→ WORK TASK
Across the listing below, work out how many lines include the word "then". Give the number alone.

::: INFORMATION SHOWN

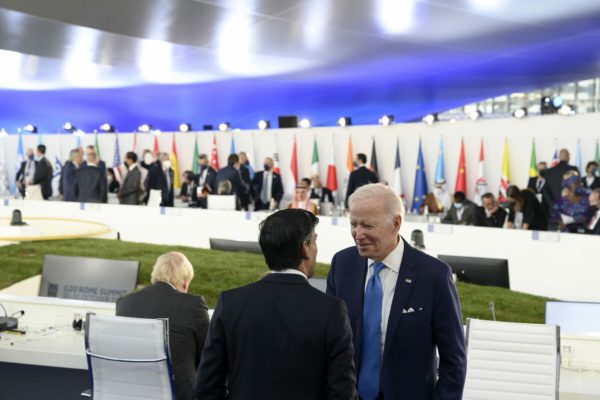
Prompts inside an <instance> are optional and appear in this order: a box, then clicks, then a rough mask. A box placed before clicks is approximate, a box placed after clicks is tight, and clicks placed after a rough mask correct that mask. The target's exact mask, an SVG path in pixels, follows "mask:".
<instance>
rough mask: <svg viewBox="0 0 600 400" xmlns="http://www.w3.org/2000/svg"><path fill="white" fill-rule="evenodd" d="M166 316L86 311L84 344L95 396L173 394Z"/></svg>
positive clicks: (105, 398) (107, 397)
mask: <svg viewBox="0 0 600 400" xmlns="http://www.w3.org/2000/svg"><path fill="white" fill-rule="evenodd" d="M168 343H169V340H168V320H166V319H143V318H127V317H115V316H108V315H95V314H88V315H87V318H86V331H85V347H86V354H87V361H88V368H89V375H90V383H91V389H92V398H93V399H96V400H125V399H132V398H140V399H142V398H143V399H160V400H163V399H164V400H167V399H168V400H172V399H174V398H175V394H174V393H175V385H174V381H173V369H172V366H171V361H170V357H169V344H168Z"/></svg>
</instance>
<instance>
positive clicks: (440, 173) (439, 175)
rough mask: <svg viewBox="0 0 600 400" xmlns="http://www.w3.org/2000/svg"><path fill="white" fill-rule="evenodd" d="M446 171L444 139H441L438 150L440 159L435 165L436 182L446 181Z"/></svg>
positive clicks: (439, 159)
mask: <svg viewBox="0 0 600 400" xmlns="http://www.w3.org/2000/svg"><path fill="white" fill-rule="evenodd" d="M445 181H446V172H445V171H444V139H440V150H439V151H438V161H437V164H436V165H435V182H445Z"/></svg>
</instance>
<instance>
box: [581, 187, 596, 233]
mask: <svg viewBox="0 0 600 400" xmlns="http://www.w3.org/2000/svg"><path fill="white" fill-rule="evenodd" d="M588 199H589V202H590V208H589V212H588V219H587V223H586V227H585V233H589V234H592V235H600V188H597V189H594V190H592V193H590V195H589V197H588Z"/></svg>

::::::
::: INFORMATION SHOWN

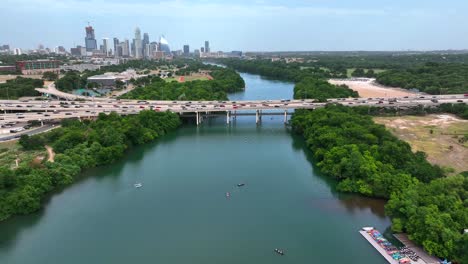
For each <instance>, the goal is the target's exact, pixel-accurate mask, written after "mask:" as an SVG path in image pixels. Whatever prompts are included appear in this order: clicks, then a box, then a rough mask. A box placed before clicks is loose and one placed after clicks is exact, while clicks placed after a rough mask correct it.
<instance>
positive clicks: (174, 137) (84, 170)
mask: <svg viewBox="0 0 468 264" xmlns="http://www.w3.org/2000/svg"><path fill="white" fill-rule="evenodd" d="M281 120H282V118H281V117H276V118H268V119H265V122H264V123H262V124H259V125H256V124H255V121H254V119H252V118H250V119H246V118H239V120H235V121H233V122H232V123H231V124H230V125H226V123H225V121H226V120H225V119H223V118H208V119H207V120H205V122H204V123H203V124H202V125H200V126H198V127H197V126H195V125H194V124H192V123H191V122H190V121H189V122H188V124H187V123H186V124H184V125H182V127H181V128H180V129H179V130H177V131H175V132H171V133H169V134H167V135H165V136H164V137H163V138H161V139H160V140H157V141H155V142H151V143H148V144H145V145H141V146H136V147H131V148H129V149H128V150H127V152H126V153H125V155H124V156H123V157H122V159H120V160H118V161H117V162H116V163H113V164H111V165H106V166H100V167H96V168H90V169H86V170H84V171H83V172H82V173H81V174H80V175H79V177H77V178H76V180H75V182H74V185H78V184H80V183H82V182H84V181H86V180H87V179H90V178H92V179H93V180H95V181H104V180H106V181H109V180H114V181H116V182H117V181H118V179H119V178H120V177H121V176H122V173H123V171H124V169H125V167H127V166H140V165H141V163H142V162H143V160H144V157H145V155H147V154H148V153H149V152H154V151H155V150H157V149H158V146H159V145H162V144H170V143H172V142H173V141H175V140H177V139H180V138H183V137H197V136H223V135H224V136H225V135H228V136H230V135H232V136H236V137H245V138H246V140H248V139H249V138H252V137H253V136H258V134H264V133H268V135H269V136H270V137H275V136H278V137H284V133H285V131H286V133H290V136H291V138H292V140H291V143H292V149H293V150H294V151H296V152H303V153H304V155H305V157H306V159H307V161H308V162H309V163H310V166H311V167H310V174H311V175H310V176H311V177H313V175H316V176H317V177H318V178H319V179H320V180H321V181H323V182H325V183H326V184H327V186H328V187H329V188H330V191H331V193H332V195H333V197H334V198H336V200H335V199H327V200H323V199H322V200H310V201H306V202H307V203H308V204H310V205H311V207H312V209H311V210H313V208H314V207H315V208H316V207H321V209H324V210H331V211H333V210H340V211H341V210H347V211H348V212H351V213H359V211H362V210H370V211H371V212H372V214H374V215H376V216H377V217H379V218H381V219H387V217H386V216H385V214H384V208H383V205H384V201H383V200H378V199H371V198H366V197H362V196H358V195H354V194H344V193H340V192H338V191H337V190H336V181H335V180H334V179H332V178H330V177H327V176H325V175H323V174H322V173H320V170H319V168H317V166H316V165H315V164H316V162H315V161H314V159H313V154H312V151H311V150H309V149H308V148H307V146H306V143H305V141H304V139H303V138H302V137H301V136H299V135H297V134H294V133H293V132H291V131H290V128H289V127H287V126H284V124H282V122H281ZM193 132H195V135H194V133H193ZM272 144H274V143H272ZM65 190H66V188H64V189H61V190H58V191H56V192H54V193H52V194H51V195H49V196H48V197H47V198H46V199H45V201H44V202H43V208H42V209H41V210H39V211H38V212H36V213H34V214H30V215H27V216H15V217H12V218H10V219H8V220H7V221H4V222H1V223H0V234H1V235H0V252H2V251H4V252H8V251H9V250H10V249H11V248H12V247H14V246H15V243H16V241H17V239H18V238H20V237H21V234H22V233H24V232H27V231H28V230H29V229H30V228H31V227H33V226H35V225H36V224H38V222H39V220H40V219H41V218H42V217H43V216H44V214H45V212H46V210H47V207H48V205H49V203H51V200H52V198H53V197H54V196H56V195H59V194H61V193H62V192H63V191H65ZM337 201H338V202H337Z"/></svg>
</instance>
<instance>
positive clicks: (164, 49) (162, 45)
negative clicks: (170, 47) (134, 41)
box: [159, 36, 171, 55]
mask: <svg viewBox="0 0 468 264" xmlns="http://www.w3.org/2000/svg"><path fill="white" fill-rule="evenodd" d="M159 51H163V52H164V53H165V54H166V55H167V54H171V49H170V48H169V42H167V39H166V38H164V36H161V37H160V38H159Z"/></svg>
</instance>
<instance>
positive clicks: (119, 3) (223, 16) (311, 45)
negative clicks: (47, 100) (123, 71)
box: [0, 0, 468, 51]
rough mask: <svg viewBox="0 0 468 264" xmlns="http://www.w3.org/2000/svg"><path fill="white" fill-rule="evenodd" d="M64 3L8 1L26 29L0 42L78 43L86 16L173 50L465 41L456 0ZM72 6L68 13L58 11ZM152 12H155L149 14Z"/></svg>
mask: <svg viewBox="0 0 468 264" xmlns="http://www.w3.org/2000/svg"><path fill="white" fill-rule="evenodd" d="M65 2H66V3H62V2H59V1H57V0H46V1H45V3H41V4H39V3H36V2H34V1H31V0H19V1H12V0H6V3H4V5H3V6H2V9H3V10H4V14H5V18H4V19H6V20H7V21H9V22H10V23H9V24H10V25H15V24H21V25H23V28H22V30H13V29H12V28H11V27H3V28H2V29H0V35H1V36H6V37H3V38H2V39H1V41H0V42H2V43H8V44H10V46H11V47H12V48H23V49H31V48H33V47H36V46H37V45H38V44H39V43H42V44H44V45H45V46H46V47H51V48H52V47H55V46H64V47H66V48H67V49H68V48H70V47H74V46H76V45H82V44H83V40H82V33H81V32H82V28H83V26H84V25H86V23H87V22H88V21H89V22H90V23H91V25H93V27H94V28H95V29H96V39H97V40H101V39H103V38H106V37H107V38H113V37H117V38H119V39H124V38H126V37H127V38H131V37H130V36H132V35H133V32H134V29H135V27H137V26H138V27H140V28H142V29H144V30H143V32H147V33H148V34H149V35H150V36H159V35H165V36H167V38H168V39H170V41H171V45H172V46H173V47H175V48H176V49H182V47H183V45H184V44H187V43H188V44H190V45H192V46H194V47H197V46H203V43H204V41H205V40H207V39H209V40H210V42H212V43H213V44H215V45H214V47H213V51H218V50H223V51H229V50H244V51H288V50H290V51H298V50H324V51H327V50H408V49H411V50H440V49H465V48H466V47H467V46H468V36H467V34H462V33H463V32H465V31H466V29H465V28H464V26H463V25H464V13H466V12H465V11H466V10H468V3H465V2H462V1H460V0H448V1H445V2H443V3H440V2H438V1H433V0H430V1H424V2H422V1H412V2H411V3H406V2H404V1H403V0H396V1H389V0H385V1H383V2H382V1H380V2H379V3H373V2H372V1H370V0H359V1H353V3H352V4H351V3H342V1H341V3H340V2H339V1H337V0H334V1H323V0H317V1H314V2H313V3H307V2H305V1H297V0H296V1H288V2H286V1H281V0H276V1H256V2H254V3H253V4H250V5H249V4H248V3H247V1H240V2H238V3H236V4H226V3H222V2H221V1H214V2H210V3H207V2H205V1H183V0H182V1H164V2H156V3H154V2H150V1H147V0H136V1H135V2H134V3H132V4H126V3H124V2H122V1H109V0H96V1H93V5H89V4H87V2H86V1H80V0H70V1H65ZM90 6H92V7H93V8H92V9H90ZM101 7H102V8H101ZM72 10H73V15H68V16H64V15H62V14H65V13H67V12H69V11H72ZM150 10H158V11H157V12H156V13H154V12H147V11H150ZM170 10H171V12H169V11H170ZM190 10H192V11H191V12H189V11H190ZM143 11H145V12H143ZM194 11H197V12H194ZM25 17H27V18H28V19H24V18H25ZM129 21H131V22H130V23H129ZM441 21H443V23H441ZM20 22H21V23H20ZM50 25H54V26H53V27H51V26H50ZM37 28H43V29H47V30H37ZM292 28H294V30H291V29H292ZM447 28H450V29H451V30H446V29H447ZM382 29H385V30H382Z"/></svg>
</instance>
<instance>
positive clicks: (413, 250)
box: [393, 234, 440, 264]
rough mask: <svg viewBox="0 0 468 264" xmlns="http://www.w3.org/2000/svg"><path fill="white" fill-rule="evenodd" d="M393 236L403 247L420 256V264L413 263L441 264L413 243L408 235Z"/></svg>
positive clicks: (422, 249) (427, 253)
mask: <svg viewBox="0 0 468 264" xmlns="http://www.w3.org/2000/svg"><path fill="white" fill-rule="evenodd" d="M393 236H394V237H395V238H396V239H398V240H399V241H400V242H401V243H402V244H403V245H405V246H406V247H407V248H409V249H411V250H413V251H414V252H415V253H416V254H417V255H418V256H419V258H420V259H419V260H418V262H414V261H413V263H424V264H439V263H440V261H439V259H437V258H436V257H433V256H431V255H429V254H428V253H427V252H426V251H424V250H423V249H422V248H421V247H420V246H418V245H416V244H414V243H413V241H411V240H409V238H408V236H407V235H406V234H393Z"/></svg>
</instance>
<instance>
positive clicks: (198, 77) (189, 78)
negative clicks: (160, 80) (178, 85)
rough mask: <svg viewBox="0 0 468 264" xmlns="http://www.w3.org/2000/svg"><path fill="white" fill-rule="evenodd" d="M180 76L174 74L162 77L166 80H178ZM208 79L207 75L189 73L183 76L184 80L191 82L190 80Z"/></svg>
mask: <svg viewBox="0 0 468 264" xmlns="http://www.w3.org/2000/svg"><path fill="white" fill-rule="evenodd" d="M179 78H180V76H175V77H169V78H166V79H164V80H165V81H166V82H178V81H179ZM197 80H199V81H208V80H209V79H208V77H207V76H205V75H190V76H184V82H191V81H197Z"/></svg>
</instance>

::::::

→ RESPONSE AREA
2